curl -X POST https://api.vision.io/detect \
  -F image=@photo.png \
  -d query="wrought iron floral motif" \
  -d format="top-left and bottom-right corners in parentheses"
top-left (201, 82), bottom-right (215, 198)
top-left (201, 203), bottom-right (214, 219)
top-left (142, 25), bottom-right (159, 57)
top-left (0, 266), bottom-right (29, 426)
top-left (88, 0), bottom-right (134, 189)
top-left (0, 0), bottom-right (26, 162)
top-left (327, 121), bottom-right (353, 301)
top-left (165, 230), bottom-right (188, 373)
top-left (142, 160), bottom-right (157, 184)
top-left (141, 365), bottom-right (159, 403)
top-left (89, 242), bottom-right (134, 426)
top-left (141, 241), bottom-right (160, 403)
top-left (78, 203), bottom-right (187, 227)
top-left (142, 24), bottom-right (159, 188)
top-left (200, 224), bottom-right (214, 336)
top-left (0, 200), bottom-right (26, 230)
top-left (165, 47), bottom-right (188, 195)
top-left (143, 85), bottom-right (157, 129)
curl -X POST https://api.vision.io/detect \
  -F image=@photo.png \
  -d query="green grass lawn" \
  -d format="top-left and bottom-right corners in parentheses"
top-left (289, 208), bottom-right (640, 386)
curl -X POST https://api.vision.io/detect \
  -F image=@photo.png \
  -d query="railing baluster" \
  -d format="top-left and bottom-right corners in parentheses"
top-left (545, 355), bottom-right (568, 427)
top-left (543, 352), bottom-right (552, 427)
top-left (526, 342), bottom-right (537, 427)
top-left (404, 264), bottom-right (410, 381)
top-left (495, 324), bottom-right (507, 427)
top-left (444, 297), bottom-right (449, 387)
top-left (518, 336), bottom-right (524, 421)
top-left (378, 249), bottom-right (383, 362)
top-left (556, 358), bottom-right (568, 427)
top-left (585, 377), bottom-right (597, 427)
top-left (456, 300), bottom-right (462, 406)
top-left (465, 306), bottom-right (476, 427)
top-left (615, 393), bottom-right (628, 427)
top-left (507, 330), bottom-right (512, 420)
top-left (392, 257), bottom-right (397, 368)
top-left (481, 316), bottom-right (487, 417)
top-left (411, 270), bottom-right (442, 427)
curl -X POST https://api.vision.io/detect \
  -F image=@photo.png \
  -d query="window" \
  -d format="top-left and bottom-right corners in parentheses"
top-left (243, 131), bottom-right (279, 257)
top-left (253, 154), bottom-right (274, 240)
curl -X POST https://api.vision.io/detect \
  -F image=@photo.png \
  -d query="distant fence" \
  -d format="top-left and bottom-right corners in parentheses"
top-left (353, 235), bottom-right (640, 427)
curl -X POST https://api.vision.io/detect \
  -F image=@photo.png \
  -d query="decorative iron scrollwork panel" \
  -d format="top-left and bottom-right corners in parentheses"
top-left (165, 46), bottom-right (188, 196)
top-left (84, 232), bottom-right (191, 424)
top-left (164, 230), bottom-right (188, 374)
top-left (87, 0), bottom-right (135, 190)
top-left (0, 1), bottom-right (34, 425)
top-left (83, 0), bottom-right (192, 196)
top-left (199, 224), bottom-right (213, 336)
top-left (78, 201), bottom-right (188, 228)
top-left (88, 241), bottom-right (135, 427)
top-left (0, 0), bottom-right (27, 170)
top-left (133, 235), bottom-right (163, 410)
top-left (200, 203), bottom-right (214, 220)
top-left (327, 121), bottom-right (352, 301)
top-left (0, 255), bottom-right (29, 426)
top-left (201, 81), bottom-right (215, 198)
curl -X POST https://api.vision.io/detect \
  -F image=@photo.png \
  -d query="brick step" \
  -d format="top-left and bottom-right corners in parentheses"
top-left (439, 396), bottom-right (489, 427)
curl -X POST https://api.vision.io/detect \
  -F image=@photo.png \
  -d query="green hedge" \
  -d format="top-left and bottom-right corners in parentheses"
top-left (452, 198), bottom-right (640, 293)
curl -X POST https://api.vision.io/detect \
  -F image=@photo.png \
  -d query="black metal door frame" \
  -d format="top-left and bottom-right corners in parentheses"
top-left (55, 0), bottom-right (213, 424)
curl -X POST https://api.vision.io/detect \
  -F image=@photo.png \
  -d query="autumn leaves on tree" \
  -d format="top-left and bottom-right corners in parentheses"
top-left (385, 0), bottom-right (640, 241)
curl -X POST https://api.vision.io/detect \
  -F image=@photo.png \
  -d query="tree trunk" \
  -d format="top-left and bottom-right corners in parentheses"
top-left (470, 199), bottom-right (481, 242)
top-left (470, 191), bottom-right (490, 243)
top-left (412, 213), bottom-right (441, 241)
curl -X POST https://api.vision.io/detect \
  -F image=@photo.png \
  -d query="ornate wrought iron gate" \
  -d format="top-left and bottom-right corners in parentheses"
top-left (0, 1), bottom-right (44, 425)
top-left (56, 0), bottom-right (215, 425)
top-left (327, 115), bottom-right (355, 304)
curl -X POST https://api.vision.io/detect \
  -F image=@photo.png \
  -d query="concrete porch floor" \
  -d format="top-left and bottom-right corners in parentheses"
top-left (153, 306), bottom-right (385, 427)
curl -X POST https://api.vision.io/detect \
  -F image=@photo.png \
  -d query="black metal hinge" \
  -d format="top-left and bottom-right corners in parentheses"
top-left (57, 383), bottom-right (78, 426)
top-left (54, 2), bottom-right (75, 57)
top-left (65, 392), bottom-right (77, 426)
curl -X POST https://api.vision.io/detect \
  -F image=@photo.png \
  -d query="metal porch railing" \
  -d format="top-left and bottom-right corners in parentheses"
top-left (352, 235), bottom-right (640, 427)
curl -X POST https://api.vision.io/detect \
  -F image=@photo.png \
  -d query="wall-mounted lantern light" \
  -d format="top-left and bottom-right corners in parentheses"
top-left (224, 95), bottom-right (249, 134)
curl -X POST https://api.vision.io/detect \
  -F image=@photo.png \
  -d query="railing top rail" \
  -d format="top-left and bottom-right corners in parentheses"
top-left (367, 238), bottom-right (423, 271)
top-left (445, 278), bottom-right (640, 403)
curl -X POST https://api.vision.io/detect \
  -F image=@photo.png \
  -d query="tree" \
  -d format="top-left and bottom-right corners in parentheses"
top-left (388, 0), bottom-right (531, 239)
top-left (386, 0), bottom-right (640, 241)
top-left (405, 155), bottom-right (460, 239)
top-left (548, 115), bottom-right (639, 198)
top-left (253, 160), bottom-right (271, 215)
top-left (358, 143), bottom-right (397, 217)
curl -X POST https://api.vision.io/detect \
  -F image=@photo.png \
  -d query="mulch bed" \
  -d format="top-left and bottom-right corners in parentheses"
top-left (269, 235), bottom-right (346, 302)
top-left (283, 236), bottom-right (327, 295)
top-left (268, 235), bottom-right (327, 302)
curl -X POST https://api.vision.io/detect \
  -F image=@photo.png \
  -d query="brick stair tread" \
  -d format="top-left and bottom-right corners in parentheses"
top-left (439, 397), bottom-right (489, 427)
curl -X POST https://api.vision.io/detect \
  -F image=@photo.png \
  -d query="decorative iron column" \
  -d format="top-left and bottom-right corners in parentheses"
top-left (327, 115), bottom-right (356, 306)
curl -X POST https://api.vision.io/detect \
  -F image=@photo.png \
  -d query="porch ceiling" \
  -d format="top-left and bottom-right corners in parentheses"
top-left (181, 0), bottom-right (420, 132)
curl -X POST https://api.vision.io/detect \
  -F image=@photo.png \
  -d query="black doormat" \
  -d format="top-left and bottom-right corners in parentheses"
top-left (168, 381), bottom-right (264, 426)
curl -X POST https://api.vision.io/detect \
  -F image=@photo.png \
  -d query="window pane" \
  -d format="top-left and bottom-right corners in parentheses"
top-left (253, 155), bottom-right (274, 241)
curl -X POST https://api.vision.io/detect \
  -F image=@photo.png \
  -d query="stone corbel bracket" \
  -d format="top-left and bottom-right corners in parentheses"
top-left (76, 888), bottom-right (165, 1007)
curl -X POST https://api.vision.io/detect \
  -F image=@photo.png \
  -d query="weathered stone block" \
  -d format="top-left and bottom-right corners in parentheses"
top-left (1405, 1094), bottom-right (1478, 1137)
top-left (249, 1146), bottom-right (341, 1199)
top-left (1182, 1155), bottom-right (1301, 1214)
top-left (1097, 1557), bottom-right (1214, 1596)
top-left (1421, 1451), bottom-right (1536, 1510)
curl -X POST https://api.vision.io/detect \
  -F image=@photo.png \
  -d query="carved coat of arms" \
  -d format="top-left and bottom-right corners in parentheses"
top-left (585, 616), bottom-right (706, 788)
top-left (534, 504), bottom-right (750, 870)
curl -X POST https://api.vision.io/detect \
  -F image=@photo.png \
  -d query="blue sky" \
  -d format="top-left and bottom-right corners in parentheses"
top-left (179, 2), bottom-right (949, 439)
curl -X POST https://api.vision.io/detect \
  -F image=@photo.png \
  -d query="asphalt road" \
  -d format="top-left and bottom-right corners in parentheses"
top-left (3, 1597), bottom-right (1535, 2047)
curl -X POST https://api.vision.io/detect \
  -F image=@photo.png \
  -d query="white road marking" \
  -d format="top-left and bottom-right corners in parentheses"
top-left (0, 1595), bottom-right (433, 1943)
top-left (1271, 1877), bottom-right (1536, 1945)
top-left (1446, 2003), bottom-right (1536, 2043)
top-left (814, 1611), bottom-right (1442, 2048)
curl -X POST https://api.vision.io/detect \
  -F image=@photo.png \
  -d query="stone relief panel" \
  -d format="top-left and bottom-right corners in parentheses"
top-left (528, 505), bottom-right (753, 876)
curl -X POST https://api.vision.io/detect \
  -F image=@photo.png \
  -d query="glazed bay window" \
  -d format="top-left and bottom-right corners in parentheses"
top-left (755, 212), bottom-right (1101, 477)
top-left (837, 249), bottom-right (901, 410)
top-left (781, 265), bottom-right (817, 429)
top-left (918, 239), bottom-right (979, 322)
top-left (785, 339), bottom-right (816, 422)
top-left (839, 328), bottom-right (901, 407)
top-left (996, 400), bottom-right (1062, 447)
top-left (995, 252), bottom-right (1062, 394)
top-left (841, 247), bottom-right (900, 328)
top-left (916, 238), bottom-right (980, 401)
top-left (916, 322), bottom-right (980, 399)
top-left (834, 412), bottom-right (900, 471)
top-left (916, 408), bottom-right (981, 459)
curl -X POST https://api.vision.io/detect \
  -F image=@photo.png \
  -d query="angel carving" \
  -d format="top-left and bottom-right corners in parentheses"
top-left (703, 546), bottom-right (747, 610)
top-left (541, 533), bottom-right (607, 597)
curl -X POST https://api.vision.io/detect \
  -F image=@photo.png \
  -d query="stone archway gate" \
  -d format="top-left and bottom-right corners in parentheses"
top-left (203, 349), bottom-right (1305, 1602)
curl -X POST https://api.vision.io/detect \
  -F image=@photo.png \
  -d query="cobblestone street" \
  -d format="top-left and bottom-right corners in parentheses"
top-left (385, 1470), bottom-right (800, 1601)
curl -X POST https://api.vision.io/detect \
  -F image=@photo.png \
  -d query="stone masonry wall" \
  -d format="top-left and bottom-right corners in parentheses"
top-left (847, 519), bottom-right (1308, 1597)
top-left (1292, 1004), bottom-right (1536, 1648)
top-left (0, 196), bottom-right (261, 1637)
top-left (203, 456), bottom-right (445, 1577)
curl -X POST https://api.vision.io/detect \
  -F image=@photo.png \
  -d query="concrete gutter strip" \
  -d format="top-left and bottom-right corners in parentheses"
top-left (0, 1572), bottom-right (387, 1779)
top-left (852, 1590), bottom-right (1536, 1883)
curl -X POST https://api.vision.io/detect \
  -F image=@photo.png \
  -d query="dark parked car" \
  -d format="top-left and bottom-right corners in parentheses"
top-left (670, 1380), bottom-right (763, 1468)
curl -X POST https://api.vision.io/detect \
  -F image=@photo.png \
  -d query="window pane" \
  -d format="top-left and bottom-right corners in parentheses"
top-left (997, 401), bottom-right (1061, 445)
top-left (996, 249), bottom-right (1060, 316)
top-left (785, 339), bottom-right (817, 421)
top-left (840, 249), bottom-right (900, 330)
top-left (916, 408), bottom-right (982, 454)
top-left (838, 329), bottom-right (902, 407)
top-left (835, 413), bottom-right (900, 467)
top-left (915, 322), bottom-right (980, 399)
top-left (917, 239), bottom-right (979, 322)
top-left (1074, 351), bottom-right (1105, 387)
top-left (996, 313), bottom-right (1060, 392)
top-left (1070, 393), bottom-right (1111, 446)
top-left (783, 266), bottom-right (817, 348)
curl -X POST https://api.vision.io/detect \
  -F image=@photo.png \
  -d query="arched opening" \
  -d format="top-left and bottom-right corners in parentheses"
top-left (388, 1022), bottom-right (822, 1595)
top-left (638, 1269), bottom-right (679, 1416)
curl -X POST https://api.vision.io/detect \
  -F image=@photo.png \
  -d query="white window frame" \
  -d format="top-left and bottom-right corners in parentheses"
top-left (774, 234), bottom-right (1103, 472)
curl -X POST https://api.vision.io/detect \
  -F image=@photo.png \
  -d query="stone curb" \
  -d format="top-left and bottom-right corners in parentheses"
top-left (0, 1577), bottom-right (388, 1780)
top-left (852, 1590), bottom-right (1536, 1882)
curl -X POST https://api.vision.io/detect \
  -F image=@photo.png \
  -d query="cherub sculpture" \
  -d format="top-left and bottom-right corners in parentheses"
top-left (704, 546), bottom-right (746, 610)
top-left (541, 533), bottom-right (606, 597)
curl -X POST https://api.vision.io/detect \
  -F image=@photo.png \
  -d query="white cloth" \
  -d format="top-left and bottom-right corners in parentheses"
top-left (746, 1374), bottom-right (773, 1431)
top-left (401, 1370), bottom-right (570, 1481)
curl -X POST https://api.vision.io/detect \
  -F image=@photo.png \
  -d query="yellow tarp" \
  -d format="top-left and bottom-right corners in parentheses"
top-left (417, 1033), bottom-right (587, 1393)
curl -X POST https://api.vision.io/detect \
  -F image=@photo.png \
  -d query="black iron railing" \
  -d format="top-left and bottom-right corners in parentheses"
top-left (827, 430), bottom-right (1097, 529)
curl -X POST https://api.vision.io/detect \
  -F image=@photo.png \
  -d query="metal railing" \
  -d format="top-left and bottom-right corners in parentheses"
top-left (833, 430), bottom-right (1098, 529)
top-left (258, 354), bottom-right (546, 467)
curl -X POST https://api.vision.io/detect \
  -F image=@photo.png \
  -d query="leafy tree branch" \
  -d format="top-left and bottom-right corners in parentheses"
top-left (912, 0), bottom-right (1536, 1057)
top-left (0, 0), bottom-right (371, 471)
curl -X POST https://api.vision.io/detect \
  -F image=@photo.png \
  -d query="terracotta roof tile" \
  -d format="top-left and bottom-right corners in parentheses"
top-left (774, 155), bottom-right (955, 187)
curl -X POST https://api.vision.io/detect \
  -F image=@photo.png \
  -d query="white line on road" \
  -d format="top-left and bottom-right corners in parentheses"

**********

## Work order
Copy each line of the preceding data that contains the string "porch".

## The answer
  -d query="concrete porch floor" \
  -d query="metal porch railing" \
  -d query="porch ceiling" \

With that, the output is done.